■ **Instructions to follow**
Continue the discussion of how to grade data science assignments when students use LLMs, starting right after its last sentence.
━━━━━ Extracted text ━━━━━
I am teaching data science, with exam composed of a Jupyter Notebook containing a complete analysis (see https://martinfleischmann.net/sds/course_information/assignment.html). You can guess how the submissions look these days... So, how are you doing courses like this? I am not willing to mark LLMs.
Assignment – Spatial Data Science for Social Geography

@martinfleis

We have a similar written assignment but a week later they have to present their work: 5 minutes presentation followed by questions, some like 'what's the code doing here?' Or Why did you choose that implementation?

Most students are using AI but most also make the effort to understand their code, as they will have to explain/defend it later.

I think having them present their work is helpful to promote learning. But of course hard to do with large courses

@frod_san That is what I was thinking about. I have 15 students max each year, so it is manageable. Does it work well? Any feedback from students on it?

@martinfleis @frod_san I have 35+ students so doing individual interviews where they explain me their code is not really doable.

So this year I tried this: I randomly select 4-5 submissions, and those have to come to my office for a 10min discussion about their code. They can use a LLM but need to be able to explain what a specific line of code does.
━━━━━ Source material ━━━━━
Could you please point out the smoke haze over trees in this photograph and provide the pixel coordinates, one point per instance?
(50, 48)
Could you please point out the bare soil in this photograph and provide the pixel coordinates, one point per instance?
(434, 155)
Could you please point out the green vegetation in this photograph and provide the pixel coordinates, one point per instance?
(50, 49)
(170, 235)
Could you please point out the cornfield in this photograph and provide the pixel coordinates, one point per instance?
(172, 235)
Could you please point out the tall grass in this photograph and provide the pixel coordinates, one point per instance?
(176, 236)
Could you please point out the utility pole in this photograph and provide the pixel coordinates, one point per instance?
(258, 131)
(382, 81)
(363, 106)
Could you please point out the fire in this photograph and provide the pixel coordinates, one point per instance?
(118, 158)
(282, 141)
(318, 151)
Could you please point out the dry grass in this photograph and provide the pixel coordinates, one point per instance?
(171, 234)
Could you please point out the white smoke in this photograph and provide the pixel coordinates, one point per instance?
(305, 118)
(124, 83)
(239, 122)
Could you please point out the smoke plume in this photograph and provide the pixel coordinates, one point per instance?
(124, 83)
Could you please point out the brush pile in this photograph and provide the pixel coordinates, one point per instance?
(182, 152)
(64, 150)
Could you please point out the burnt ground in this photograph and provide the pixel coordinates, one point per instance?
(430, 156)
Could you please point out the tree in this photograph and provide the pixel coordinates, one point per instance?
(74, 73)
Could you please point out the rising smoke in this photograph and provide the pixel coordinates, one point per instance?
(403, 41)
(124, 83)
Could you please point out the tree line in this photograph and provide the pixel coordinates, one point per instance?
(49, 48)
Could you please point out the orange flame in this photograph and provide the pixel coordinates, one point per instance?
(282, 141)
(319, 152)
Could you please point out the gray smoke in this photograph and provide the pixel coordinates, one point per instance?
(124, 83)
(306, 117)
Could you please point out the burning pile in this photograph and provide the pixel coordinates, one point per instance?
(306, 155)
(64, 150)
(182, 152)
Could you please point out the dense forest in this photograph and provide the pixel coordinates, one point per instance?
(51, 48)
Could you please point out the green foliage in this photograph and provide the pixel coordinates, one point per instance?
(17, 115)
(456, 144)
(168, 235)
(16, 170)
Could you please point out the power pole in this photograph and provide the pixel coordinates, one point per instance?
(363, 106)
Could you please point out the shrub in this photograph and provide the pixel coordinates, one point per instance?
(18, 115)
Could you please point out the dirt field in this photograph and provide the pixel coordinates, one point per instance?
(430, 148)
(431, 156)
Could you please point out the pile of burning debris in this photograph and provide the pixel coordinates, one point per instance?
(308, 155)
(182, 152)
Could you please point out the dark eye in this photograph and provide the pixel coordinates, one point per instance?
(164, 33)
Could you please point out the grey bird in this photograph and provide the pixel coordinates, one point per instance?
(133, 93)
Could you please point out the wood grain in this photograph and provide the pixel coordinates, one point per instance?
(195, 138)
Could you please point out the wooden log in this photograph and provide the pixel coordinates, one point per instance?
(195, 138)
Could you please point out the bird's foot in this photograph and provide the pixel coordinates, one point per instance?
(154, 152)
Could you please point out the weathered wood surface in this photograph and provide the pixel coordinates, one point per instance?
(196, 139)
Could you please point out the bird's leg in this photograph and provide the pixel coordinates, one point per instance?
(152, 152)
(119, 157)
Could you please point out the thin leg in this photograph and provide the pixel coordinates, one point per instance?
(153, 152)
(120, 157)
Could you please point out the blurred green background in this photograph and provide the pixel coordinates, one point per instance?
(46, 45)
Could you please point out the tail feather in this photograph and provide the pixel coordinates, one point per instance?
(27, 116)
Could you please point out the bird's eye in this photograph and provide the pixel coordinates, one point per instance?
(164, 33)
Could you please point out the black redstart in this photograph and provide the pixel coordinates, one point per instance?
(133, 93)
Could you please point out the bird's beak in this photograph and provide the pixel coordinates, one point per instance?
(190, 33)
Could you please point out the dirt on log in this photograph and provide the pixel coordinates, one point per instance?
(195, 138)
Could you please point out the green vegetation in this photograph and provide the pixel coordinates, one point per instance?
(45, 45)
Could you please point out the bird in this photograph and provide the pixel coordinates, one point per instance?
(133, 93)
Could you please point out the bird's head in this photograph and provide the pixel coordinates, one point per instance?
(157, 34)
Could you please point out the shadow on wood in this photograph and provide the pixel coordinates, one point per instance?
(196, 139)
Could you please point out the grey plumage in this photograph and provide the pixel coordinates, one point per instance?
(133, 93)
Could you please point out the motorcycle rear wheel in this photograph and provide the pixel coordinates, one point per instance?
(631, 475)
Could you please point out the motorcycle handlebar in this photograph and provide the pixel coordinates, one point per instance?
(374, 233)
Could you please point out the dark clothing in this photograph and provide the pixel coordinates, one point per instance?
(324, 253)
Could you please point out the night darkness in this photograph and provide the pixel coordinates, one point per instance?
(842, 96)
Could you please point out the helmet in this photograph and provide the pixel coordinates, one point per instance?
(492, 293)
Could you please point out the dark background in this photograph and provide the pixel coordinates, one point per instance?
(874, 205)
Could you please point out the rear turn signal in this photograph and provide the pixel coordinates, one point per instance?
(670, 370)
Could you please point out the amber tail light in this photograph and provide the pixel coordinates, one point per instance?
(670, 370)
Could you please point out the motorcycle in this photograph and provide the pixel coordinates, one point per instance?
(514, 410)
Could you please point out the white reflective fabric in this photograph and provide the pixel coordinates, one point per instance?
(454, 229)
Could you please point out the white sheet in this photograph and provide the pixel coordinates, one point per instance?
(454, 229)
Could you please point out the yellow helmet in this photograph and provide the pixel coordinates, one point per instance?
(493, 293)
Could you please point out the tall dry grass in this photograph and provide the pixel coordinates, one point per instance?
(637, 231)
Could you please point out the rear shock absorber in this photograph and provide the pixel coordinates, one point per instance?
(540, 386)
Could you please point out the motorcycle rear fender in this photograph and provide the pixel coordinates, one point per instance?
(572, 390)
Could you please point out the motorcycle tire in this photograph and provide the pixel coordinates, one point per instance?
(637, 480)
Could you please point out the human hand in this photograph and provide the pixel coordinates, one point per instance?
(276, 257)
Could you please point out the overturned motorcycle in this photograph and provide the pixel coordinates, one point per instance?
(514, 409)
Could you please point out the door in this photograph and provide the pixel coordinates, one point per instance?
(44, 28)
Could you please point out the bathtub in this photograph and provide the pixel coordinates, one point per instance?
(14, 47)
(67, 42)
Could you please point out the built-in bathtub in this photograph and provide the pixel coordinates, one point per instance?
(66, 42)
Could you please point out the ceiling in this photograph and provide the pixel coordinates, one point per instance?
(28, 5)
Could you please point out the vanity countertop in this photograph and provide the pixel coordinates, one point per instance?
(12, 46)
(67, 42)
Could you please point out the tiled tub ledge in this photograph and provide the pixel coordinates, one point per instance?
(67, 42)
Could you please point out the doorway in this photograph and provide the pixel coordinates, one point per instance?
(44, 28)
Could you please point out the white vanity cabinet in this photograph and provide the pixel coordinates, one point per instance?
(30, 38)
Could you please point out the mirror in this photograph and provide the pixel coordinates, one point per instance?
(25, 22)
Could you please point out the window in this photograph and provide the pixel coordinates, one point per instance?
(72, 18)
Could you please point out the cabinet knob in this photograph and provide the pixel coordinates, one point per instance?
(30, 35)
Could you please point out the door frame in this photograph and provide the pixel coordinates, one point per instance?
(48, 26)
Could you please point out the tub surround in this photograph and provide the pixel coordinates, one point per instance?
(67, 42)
━━━━━
━━━━━ Source material ━━━━━
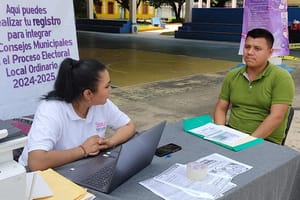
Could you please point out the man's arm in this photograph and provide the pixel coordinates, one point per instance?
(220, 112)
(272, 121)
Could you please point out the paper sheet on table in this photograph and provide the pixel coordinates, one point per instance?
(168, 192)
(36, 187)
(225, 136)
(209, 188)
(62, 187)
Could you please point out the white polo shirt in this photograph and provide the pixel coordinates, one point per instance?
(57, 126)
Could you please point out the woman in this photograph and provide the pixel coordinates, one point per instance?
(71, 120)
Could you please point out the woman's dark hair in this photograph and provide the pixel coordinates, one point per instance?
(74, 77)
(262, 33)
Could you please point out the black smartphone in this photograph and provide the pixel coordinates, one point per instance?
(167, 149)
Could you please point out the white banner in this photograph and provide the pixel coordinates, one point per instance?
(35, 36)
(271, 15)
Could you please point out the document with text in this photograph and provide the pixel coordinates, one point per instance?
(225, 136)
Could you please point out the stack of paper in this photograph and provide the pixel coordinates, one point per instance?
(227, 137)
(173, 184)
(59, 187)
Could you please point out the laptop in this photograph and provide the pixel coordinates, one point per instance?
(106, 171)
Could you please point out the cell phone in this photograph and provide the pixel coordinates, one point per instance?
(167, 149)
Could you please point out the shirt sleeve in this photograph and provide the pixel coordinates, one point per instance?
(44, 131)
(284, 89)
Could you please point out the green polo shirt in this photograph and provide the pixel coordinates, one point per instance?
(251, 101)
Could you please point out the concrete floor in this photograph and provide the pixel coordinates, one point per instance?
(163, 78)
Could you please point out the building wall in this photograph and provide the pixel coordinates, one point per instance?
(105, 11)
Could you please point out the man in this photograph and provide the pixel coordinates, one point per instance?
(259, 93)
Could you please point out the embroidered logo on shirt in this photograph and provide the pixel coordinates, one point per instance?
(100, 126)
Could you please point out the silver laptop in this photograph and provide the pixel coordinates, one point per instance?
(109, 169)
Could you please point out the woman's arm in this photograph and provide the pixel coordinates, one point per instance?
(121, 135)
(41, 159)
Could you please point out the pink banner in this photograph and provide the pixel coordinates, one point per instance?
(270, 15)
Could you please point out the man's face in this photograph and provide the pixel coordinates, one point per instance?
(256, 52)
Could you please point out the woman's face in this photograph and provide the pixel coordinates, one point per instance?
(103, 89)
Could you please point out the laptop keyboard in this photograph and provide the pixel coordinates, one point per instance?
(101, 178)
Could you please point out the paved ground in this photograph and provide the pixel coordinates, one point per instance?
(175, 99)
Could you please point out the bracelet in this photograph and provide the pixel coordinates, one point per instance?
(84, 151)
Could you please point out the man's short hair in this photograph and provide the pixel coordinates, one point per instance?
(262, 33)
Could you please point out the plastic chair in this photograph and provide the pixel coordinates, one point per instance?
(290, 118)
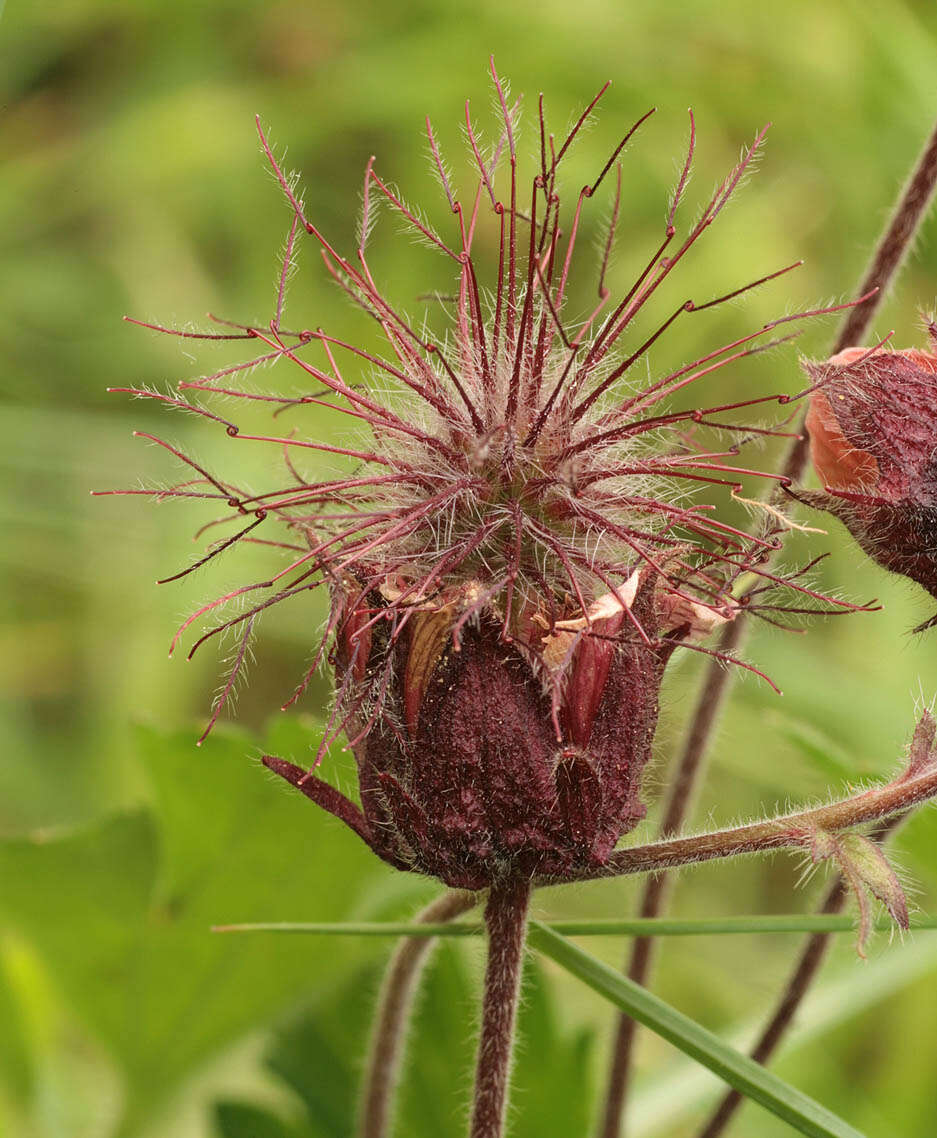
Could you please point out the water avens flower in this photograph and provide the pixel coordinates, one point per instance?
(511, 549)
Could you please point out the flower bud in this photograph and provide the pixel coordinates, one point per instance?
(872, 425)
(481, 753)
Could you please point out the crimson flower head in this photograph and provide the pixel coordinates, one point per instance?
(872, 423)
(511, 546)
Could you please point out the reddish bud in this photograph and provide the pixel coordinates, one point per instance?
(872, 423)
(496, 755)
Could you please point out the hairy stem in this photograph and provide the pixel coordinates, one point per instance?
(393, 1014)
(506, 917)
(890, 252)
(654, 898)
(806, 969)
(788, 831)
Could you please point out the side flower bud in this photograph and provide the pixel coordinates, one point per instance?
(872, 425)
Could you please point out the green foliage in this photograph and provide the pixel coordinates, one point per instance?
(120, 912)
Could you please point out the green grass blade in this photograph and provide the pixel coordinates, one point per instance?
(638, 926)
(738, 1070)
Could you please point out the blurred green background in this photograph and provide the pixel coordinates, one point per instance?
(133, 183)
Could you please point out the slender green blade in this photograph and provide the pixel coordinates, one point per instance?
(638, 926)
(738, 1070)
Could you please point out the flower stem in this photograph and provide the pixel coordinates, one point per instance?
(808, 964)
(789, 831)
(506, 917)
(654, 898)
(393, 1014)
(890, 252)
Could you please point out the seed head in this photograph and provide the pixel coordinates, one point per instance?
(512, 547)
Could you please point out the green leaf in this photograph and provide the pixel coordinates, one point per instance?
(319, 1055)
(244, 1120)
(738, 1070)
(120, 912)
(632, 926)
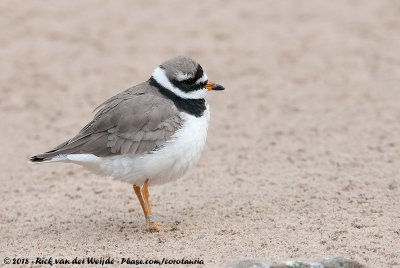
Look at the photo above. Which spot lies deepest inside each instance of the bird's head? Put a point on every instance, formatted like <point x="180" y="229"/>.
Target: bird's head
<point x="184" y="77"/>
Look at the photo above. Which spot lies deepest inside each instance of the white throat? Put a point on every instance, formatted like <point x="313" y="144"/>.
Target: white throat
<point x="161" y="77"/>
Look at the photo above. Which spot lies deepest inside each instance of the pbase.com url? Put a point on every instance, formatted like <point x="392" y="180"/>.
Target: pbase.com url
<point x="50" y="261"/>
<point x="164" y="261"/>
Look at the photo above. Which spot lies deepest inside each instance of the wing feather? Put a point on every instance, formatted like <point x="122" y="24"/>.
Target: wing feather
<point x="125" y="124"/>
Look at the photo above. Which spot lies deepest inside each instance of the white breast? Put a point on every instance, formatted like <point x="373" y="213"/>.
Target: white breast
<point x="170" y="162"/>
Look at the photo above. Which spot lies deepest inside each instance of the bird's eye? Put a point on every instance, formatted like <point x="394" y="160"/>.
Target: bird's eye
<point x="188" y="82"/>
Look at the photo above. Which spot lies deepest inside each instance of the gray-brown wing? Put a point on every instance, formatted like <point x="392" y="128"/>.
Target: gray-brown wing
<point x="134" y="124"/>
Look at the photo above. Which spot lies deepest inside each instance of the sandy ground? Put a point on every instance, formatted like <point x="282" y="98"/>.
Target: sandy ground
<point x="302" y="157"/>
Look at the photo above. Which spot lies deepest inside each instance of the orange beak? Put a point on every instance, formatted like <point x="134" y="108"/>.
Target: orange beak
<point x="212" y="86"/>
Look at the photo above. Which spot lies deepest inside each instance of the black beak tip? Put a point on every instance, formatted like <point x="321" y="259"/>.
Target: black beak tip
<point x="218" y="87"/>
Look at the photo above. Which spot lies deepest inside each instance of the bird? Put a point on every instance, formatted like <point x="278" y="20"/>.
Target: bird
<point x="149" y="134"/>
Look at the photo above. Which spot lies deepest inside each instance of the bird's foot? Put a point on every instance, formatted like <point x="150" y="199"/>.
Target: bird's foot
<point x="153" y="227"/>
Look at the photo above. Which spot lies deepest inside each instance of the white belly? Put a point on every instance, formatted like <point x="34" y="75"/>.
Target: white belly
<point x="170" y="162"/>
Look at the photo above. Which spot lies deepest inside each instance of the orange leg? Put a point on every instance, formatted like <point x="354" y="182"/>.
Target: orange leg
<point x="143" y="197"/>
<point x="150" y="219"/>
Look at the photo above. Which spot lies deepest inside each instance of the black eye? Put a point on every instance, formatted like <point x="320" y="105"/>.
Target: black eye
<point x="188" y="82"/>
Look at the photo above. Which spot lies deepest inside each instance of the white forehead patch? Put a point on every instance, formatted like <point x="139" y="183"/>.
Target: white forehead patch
━━━━━
━━━━━ Source material ━━━━━
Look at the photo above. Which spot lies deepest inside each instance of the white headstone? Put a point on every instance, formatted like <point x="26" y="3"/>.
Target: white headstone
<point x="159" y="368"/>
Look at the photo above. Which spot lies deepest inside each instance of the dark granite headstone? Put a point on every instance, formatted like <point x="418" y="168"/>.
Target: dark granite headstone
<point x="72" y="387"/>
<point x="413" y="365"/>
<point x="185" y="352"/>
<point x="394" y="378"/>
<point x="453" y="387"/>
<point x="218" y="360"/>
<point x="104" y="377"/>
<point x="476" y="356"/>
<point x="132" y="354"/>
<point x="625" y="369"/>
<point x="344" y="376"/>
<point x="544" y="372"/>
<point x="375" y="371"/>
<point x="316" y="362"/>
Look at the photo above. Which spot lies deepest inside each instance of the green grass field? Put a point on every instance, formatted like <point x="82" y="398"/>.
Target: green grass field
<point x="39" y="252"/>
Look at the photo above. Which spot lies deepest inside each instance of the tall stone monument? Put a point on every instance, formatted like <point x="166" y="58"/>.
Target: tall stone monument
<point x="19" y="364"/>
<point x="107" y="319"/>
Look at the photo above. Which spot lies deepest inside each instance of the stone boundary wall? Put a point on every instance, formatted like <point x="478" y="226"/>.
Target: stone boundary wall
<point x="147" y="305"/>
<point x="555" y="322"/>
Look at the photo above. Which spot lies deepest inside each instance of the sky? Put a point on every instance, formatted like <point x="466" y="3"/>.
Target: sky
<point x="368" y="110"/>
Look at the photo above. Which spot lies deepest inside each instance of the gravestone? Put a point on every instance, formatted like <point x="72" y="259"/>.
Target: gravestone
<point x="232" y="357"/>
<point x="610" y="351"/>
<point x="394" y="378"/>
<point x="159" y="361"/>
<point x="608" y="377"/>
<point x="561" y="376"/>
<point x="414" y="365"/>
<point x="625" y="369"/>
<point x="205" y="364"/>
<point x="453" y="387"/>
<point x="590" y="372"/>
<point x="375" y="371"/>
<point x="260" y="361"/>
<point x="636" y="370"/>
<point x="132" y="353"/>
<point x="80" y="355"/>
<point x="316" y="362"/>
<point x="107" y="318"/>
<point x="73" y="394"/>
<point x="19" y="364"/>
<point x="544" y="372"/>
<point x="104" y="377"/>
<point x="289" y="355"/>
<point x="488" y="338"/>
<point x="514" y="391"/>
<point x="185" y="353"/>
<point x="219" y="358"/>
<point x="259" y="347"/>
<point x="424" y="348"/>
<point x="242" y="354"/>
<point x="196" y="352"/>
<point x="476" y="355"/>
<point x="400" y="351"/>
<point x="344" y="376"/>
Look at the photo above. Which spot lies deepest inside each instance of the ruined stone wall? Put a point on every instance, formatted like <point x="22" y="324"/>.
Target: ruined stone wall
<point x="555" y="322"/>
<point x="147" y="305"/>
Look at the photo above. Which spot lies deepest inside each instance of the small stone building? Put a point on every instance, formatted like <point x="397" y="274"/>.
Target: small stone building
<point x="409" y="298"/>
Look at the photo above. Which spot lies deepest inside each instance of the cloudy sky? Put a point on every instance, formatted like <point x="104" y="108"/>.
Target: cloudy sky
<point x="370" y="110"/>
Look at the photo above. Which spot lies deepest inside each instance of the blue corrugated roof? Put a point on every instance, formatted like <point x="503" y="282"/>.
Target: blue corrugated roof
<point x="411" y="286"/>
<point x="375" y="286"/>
━━━━━
■ **Expected answer**
It was a test but it went super: most code looked messy (like pre-LLM era) + the randomness was a funny moment in the class.

@hugoledoux @frod_san That sounds fun. With our numbers (~15)I think I can do that with all.

@martinfleis @hugoledoux

Yes if there are many students they can work in pairs, and present together

They agree they learn A LOT doing their project. No pushback on presenting so far. I'd just leave it clear beforehand that they should be able to explain their code (ie. It's not simply getting things done), to avoid misunderstandings

@martinfleis honestly I've given up on assignments like this unless it's a small class and I can get to know the students individually. For large classes, I've gone back to in class handwritten assignments and exams. I've also had to have all students deposit their phones in a basket during exams. It sucks and I tell them so every opportunity I get. I really hate having to play police when I just wanted to be a teacher.
@leouieda @martinfleis yes, most of the grade has to come from handwritten exams these days. (I think students should sit in front of a computer and use it and their brain to do their assignments, but to judge by the contrast between my assignment scores and exam scores I am no longer confident they are doing that.)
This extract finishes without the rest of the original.